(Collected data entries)
##############################

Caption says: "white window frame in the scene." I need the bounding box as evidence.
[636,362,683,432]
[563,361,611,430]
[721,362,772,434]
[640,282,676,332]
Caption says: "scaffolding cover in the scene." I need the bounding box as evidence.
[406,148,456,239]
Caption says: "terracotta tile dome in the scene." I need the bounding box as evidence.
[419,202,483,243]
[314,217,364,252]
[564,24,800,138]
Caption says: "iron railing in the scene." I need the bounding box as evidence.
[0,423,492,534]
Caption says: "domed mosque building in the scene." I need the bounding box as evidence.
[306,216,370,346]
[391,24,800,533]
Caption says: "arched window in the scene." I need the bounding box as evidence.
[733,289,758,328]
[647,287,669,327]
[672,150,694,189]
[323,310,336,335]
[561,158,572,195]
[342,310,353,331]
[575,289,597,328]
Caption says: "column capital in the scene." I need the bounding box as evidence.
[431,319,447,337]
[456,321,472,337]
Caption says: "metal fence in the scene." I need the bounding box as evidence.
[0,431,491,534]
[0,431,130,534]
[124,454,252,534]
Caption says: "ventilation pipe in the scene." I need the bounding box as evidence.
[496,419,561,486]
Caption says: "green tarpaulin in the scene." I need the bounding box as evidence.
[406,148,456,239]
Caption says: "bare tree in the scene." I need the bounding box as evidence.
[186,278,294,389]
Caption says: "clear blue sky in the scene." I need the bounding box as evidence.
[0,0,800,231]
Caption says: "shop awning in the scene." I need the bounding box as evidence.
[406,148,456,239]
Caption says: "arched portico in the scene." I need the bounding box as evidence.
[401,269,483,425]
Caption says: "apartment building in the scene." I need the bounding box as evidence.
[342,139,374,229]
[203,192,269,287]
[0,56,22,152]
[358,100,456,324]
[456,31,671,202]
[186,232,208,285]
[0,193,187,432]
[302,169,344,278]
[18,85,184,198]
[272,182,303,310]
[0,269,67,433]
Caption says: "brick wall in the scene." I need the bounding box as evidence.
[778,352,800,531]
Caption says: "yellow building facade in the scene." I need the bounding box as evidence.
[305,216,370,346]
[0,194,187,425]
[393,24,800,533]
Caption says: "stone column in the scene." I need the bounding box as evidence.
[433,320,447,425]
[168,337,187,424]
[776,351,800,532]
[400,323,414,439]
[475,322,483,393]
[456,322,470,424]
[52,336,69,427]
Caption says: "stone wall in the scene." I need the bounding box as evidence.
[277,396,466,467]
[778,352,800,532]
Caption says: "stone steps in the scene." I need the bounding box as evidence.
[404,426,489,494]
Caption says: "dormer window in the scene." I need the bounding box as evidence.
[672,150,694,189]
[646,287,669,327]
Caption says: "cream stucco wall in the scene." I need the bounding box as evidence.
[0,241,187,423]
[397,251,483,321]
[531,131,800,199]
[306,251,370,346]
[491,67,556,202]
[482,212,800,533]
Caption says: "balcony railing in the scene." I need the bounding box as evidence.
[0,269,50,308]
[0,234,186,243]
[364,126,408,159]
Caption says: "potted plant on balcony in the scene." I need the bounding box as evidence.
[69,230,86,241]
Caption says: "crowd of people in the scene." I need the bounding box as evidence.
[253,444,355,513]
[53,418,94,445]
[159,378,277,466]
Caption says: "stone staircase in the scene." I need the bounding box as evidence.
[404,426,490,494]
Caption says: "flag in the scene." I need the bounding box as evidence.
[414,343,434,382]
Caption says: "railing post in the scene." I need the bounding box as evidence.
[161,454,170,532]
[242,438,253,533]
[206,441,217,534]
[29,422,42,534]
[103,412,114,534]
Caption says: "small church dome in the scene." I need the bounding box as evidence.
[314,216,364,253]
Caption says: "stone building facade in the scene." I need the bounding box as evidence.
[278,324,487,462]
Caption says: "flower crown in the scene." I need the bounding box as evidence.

##############################

Job:
The records above are to be copied in full, exactly as written.

Task response:
Caption says: "white window frame in the scene." I need the bounding box as evidence.
[636,362,683,432]
[563,361,611,430]
[721,362,772,434]
[640,282,676,332]
Caption says: "scaffolding cover in the scene." I need the bounding box as evidence.
[406,148,456,239]
Caption says: "terracotta tile dome in the scene." I need the bounding box as evidence.
[419,202,483,243]
[314,217,364,252]
[564,24,800,138]
Caption says: "iron railing in the scene." I need the bounding box as evidence.
[0,423,492,534]
Caption says: "domed mosque building in the scene." I need the bounding box as evidence.
[306,216,370,346]
[391,24,800,533]
Caption says: "arched window in the scene." I need the bounding box as evidence.
[733,289,758,328]
[647,287,669,327]
[672,150,694,189]
[323,310,336,335]
[561,158,572,195]
[342,310,353,331]
[575,289,597,328]
Caption says: "column capital in the scene." I need the bounding box as evidence.
[431,319,447,337]
[456,321,472,337]
Caption says: "metal fence in the scene." I need the bounding box as evidence.
[0,431,491,534]
[0,431,130,534]
[124,454,252,534]
Caption says: "ventilation pipe in the scene." I need the bounding box as evidence.
[496,419,561,486]
Caption says: "green tarpaulin in the scene." I need the bounding box as evidence.
[406,148,456,239]
Caption says: "bare tree in the scene." I need the bounding box as evidence.
[186,278,294,389]
Caption says: "clear blue sky in the scene." I need the bounding box as evidence.
[0,0,800,231]
Caption says: "shop awning in the scene." I need the bounding box as evidence.
[406,148,456,239]
Caption says: "arched portico in the scene." I need the bounding box as evidence.
[401,269,483,425]
Caption says: "apartment building in the scene." I need the bounding box as evidence.
[342,139,374,229]
[203,192,269,287]
[0,56,22,152]
[358,100,456,324]
[456,31,671,202]
[186,232,208,285]
[0,193,187,432]
[302,169,344,278]
[18,85,184,198]
[272,182,303,310]
[0,269,67,433]
Caption says: "brick wall in the scene." I need the bounding box as evidence.
[778,352,800,531]
Caption says: "yellow building facade in the scene." I need the bounding box as evidence.
[305,216,370,346]
[0,194,187,425]
[393,24,800,533]
Caption says: "stone column in the scene." I need the bounding box as evidence.
[433,320,447,425]
[168,337,187,424]
[776,351,800,532]
[400,323,414,439]
[475,322,483,393]
[456,322,470,424]
[52,336,69,427]
Caption says: "stone wall in the scene." I need the bounding box as evidence.
[277,396,466,467]
[778,352,800,532]
Caption says: "stone steps in the scene." I need the bounding box as evidence.
[404,426,489,494]
Caption says: "dormer window in the scene." I need the bounding box as evidence.
[672,150,694,189]
[646,287,669,327]
Caption says: "cream stucco wall in the scene." I need the bounding box as evidence.
[0,241,187,423]
[397,251,483,321]
[531,131,800,199]
[306,251,370,346]
[491,67,556,202]
[482,212,800,533]
Caption says: "balcony railing in the scene." I need the bounding box as evidence.
[0,269,50,308]
[0,234,186,243]
[364,126,408,159]
Caption says: "potted plant on balcony in the scene." I need the bounding box as evidence.
[69,230,86,241]
Caption says: "crowd of people in the scene." I need the bounding box as evidence.
[253,444,355,513]
[53,418,94,445]
[159,378,277,466]
Caption says: "stone staircase in the scene." I need the bounding box as evidence.
[404,426,490,494]
Caption says: "flag in the scene." I need the bounding box as evidence.
[414,343,434,382]
Caption says: "railing post in the scene." I need the bounding box as evidence.
[161,454,170,532]
[242,438,253,533]
[206,441,217,534]
[29,422,42,534]
[103,412,114,534]
Caption says: "small church dome in the scene." I need the bounding box as evidence.
[314,216,364,253]
Caption says: "stone building facade in the scene." I need the bounding box as evidence.
[278,324,487,462]
Caption says: "flower crown in the scene." I need the bounding box as evidence.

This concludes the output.